— start Data for processing —

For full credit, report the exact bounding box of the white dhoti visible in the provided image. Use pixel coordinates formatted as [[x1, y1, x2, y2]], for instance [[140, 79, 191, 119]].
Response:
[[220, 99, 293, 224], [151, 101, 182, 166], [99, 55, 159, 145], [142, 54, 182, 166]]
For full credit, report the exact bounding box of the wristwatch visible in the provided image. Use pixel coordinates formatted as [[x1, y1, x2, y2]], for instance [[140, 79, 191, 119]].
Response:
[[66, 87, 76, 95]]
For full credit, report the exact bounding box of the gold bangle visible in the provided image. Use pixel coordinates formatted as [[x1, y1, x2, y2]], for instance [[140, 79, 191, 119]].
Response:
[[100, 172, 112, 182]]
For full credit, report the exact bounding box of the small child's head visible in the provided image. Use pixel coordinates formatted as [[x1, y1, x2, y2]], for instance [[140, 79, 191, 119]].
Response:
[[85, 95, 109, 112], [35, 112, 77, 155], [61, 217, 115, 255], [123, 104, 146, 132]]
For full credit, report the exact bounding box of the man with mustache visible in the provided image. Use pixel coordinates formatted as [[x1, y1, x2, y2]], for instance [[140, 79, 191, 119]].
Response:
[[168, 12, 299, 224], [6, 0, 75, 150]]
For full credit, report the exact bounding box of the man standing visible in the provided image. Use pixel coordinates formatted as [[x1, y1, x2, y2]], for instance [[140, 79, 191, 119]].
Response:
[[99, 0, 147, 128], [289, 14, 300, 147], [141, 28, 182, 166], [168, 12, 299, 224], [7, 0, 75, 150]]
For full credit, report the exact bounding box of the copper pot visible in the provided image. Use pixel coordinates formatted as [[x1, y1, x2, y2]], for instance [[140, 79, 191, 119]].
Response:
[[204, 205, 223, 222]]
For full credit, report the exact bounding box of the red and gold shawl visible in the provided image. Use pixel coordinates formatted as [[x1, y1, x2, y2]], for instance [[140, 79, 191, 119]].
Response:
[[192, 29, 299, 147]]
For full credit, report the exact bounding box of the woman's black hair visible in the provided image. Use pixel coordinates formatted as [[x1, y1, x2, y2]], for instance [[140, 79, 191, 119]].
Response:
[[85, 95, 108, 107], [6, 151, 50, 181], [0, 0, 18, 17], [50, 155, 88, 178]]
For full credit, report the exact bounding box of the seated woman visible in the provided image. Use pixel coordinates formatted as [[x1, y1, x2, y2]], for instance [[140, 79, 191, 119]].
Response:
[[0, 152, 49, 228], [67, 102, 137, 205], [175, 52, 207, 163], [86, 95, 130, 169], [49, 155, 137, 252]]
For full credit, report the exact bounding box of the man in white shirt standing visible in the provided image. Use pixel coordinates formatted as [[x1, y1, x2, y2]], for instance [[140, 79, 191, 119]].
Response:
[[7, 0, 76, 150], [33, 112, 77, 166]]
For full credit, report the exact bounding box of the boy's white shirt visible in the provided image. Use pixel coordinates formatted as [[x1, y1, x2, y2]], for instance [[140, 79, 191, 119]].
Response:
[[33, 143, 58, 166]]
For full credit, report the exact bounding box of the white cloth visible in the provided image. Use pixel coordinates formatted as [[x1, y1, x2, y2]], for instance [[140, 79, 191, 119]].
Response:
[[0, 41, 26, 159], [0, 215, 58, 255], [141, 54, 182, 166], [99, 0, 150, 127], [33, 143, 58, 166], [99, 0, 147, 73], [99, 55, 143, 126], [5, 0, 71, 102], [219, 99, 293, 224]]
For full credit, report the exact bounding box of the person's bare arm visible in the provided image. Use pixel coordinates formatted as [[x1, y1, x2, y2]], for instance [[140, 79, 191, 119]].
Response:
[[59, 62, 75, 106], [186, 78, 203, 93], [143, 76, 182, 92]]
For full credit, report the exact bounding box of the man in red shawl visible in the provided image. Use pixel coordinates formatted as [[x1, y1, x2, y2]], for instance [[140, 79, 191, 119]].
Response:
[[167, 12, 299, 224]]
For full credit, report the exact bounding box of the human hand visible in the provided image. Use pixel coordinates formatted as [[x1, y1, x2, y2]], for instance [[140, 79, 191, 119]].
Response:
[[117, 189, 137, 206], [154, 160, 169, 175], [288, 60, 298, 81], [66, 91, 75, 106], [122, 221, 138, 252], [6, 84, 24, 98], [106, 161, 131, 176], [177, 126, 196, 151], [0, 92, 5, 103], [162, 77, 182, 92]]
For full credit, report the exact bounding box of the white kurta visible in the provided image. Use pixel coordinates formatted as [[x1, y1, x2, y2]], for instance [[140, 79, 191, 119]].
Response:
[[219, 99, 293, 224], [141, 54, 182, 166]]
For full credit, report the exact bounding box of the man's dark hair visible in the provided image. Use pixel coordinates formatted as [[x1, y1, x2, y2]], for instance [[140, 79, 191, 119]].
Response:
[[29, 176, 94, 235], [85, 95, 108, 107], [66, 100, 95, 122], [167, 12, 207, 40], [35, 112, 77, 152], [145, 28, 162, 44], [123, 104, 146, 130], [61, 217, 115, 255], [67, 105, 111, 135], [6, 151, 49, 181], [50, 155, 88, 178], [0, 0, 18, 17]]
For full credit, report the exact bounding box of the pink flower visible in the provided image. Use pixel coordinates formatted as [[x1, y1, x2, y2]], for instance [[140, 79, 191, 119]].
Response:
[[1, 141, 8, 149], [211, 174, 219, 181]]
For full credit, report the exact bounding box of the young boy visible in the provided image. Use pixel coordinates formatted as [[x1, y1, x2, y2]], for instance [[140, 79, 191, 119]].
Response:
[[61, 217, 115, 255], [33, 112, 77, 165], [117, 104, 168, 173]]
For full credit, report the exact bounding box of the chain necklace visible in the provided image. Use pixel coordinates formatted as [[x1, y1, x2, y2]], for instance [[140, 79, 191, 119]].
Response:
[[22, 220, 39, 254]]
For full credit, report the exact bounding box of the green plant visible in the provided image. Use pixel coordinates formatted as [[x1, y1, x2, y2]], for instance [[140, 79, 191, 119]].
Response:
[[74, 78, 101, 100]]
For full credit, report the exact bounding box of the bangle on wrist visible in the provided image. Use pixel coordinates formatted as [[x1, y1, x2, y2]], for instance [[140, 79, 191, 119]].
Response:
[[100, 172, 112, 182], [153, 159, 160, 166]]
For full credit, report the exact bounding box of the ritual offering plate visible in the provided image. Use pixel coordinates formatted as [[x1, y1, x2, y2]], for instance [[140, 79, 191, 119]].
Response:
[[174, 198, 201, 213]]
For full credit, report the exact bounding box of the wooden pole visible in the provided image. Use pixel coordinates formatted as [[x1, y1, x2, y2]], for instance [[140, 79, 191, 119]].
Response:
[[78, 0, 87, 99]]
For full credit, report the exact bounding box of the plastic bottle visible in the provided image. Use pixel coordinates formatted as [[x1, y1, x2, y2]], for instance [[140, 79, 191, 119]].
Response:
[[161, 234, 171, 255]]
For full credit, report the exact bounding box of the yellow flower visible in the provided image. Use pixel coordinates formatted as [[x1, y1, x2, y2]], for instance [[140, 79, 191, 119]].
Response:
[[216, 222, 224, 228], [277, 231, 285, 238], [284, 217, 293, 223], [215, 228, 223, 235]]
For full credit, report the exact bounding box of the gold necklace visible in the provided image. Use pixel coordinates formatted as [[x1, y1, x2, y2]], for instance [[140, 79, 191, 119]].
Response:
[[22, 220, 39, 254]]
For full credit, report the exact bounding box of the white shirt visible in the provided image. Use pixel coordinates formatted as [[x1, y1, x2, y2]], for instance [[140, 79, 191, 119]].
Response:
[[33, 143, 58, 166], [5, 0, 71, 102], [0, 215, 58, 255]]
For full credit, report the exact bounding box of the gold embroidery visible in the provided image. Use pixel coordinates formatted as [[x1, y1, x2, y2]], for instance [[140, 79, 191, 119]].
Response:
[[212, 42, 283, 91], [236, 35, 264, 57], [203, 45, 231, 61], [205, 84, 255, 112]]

— end Data for processing —

▶ Directive
Copy the listing above word for word, from its first line through the line containing "104, 146, 132]]", including that line.

▶ Exercise answer
For full credit, report the exact bounding box of the white dhoti visible in the provided image. Use pixel coordinates formatted as [[x1, y1, x2, y2]], for instance [[140, 79, 191, 119]].
Response:
[[220, 99, 293, 224], [151, 101, 182, 166], [99, 55, 159, 145], [142, 54, 182, 166]]
For full credit, report the exact bounding box of the wristwatch visible in the provided image. Use pixel coordinates formatted as [[x1, y1, x2, y2]], for instance [[140, 79, 191, 119]].
Response:
[[66, 87, 76, 95]]
For full credit, report the exact bounding box of the gold bangle visible in the provided image. Use pixel coordinates formatted as [[x1, y1, x2, y2]], for instance [[140, 79, 191, 119]].
Response:
[[100, 172, 112, 182]]
For full credit, report the exact bounding box of the small child's head visible in the provided image. Use pixel coordinates formatted as [[x1, y1, x2, y2]], for instance [[140, 79, 191, 119]].
Response:
[[85, 95, 109, 112], [35, 112, 77, 155], [61, 217, 115, 255], [123, 104, 146, 132]]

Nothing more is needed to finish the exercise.